■ **Problem statement**
Each entry below is to be reproduced exactly, though any pictures it holds must be omitted.

■ **Supplied material**
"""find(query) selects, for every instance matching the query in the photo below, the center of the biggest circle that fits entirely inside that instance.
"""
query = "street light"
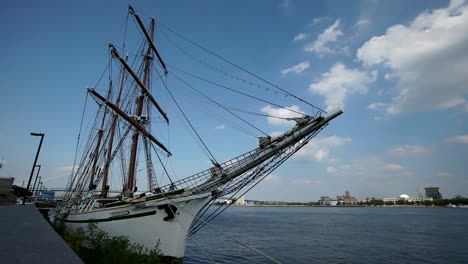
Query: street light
(34, 164)
(34, 185)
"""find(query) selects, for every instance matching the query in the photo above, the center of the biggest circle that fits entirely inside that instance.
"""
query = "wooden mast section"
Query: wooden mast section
(130, 188)
(138, 81)
(148, 37)
(92, 186)
(104, 187)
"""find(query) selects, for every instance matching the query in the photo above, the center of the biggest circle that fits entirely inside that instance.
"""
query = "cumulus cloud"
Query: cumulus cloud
(275, 134)
(319, 149)
(282, 113)
(409, 151)
(339, 82)
(428, 59)
(322, 45)
(68, 168)
(462, 139)
(300, 36)
(362, 22)
(272, 178)
(305, 182)
(331, 169)
(298, 68)
(319, 20)
(377, 106)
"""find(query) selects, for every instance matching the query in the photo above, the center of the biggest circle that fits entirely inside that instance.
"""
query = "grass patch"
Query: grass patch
(96, 246)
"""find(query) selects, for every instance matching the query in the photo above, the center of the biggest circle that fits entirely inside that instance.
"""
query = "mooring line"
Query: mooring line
(233, 238)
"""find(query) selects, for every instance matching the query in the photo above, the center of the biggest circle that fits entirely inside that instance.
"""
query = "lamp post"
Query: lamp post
(40, 188)
(34, 185)
(34, 164)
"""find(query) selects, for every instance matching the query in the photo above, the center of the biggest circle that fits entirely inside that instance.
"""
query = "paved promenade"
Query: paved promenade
(26, 237)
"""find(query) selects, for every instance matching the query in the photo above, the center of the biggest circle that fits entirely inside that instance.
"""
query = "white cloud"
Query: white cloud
(444, 174)
(272, 178)
(377, 106)
(463, 139)
(428, 58)
(285, 4)
(305, 182)
(282, 113)
(68, 168)
(319, 20)
(331, 169)
(362, 22)
(300, 36)
(409, 151)
(373, 167)
(318, 149)
(275, 134)
(339, 82)
(298, 68)
(322, 45)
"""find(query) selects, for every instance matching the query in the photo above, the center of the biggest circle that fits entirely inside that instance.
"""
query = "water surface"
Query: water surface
(335, 235)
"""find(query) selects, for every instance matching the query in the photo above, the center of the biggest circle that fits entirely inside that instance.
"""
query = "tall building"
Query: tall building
(433, 192)
(346, 198)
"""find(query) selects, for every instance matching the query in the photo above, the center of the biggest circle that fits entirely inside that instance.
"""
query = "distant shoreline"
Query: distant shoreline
(344, 206)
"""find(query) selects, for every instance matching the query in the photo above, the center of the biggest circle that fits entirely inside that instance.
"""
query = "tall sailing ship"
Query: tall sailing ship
(124, 146)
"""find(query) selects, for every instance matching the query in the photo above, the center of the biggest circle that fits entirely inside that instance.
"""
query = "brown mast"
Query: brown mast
(92, 186)
(104, 187)
(139, 110)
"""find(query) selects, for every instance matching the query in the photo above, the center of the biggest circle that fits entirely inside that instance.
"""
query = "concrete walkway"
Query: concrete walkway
(26, 237)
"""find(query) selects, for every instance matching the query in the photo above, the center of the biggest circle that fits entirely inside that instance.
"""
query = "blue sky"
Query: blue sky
(397, 68)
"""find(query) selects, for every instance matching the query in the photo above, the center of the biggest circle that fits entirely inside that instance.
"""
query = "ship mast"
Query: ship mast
(92, 186)
(105, 188)
(130, 187)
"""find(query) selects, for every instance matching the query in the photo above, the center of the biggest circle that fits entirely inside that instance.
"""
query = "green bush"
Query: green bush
(96, 246)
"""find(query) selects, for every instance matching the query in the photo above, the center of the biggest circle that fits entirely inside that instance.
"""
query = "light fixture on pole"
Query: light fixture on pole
(34, 164)
(34, 185)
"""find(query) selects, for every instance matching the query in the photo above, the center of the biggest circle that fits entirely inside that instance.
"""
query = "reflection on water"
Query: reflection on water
(336, 235)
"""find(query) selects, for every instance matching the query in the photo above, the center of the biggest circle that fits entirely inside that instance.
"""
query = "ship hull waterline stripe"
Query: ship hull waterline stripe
(108, 219)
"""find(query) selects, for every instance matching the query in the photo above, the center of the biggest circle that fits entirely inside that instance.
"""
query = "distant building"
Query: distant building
(433, 192)
(346, 198)
(326, 200)
(239, 201)
(406, 198)
(5, 190)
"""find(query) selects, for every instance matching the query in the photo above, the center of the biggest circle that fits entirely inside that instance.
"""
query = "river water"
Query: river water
(335, 235)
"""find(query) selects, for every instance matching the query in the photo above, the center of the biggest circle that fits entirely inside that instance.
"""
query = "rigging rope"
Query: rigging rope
(235, 91)
(213, 159)
(240, 118)
(231, 237)
(239, 67)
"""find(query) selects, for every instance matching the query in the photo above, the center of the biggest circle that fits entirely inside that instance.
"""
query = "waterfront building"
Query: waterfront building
(5, 190)
(406, 198)
(346, 198)
(326, 200)
(239, 201)
(433, 192)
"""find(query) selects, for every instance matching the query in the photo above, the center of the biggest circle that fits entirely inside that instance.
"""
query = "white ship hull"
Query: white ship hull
(146, 223)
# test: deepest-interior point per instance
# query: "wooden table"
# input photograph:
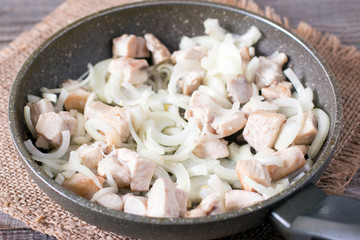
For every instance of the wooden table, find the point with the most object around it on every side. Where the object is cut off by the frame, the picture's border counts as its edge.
(339, 17)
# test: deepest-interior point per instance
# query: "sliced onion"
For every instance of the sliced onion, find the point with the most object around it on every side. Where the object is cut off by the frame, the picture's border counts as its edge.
(181, 70)
(291, 129)
(251, 69)
(225, 173)
(323, 129)
(159, 172)
(103, 191)
(289, 73)
(58, 153)
(28, 121)
(82, 169)
(213, 29)
(33, 98)
(182, 176)
(59, 178)
(50, 96)
(249, 38)
(218, 185)
(61, 100)
(238, 153)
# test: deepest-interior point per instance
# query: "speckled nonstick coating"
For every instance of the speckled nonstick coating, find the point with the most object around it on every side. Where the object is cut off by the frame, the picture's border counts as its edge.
(67, 53)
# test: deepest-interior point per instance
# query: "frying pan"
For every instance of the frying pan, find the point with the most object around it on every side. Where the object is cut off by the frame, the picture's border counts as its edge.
(298, 211)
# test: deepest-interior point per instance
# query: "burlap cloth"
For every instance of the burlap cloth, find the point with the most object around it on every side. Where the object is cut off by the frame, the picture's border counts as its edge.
(21, 197)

■ **Task output**
"""find(query) selects, for every instance matching the query in the photo below, the center of the biggest circle that fits entirely inside that instance.
"""
query = "street light"
Query: street light
(34, 164)
(34, 185)
"""find(query) selects, for every instance matching the query in the photo above, the center of the biggest circle that fits entirely inside that instance.
"""
query = "wooden mast section"
Query: wooden mast section
(130, 188)
(138, 81)
(148, 37)
(92, 186)
(104, 187)
"""find(query) selects, for every instance matching the query in the photo above, the center of the biggest circle that fits entirely inside that instance.
"""
query = "cumulus cloud"
Query: cumulus cloud
(275, 134)
(319, 149)
(282, 113)
(409, 151)
(339, 82)
(428, 59)
(322, 45)
(68, 168)
(462, 139)
(300, 36)
(362, 22)
(272, 178)
(305, 182)
(331, 169)
(298, 68)
(319, 20)
(377, 106)
"""find(query) selects, for every instance matching the query in the photo above, the center of the biggest circle that fits entirely inside that instance.
"""
query = "grass patch"
Query: grass patch
(96, 246)
"""find(query) selects, for every instance matching the query in the photo above, the center of the biggest circle that fits entirely inside that instance.
"""
query = "mooring line"
Query: mooring line
(233, 238)
"""find(query) selects, for every instance matching the query in the photo above, the center of the biggest circle that fits entirely inside that instance.
"""
query = "lamp post"
Query: lamp post
(40, 188)
(34, 185)
(34, 164)
"""find(query) selects, for every instance matching the query in the photo above, the center of the biggest circle that fits entirely inside that instance.
"""
query = "paved promenade"
Query: paved promenade
(26, 237)
"""find(query) selects, for every instance matching the query in the photo above, the center of the biggest circle that fits entirely inside that instance.
"""
query = "white cloud"
Query: white cloud
(444, 174)
(272, 178)
(377, 106)
(463, 139)
(428, 58)
(285, 4)
(305, 182)
(282, 113)
(68, 168)
(319, 20)
(331, 169)
(362, 22)
(300, 36)
(409, 151)
(373, 167)
(318, 149)
(275, 134)
(339, 82)
(298, 68)
(322, 45)
"""find(query) selects, for every instance matching the query in the photo above, the center of the biggest circle that fits entirely inside that instance.
"""
query = "water surface"
Query: water surface
(335, 235)
"""find(query) selects, for every instance matching the query in the photo above, the center of the biggest circle that fits entirely inside that instance.
"""
query = "tall building"
Query: tall building
(433, 192)
(346, 198)
"""find(query) selects, for every instance matching the query in the photo above, the center of the biggest circle that fits entirely inside that instance.
"""
query = "distant shoreline"
Query: distant shoreline
(344, 206)
"""find(query) selects, for every instance matching the query in the photo above, the center of the biggest circle that fits entirely inside that instance.
"""
query = "tall sailing ship"
Query: tall sailing ship
(124, 146)
"""find(query) selects, for every instance matching the query in the photo above, the center of the biggest circle that fits entirely inside that instance.
"""
query = "brown mast"
Query: brown mast
(92, 186)
(104, 187)
(139, 110)
"""find(query) selects, for every instance matching the query in the photo above, the center of the biggest circle that fits entirely inside that instance.
"""
query = "concrete walkway"
Query: concrete walkway
(26, 237)
"""find(query) selects, for every instance matching the query in the photo above, the center of the biggest circle that fits entirely inside that instance.
"""
query = "blue sky"
Query: blue sky
(397, 68)
"""find(query) selects, for every instance matching the query in the photo above, the center of the biggest circle that fits entirely inside that instance.
"""
query = "ship mast"
Query: ship mast
(92, 186)
(105, 188)
(130, 187)
"""find(query) selects, for every instance matching the query in the photo above, the center of the biggest circle that fits entirely inside that instance.
"""
query = "green bush"
Query: green bush
(96, 246)
"""find(query) selects, for every instance matching the query in the photo above, the center of the biggest circle that fits entirely inside that instance.
"""
query = "light fixture on pole"
Query: light fixture on pole
(34, 164)
(34, 185)
"""find(query) selects, for every instance matching the query in the photo above, the center of the biggest circle that fits entirely inside that instance.
"""
query = "reflection on water"
Query: reflection on water
(336, 235)
"""find(query) selects, for every instance matching the query in the photo above, the center of the biggest circle that fits entirely inside that instance.
"""
query = "ship hull waterline stripe"
Query: ship hull waterline stripe
(108, 219)
"""find(query) selects, for every instance matching the query in the photo above, the center of the biggest circle that fits entirely inside that instance.
"""
query = "distant building"
Query: distant building
(433, 192)
(346, 198)
(326, 200)
(239, 201)
(406, 198)
(5, 190)
"""find(query) selects, for every instance matching the query in the photo above, the center of the biggest circle that fits entirely inside that instance.
"""
query = "river water"
Query: river water
(335, 235)
"""find(query) selects, for every instance matching the query in the photo above, the center of the biggest circle that fits entirely inside that instance.
"""
query = "rigging rope"
Query: rigging rope
(235, 91)
(213, 159)
(240, 118)
(231, 237)
(239, 67)
"""find(query) selects, for every instance matching the query in the photo above, the center of the biggest circle that fits entirely inside that instance.
"""
query = "waterfront building"
Query: waterfront building
(5, 190)
(406, 198)
(346, 198)
(326, 200)
(239, 201)
(433, 192)
"""find(query) selects, for every instance matching the query in the photo above, the center of the biggest circle that fits entirely inside that instance.
"""
query = "white ship hull"
Query: white ship hull
(146, 223)
# test: deepest-interior point per instance
# query: "wooden table"
# input photograph:
For every instance of the wooden table, find the point with the most object around it on every side. Where the object is cut off by the frame, the picture's border counts as its edge.
(339, 17)
# test: deepest-interior point per instance
# query: "sliced onion"
For every instance of the sliced onion, find the point with the most object around it on every side. Where the object is cut off by the frame, the picture's border counts as its edge.
(181, 70)
(291, 129)
(251, 69)
(225, 173)
(323, 129)
(159, 172)
(103, 191)
(289, 73)
(58, 153)
(28, 121)
(82, 169)
(213, 29)
(33, 98)
(182, 176)
(59, 178)
(50, 96)
(249, 38)
(218, 185)
(61, 100)
(238, 153)
# test: deepest-interior point per instance
# query: "speckled nonstick coating"
For every instance of the speckled nonstick coating, find the point with the most object around it on every side. Where the object is cut off by the frame, the picture's border counts as its edge.
(67, 53)
# test: deepest-interior point per instance
# query: "frying pan"
For every instance of the frying pan, find the point with the most object around it on every side. Where the object is cut off by the frame, the picture's border counts as its edge.
(298, 211)
# test: deepest-interior point per instance
# query: "burlap cloth"
For every instance of the burlap cloth, find the point with the most object around it on every side. Where the object is cut off by the frame, the picture's border counts as its edge.
(21, 197)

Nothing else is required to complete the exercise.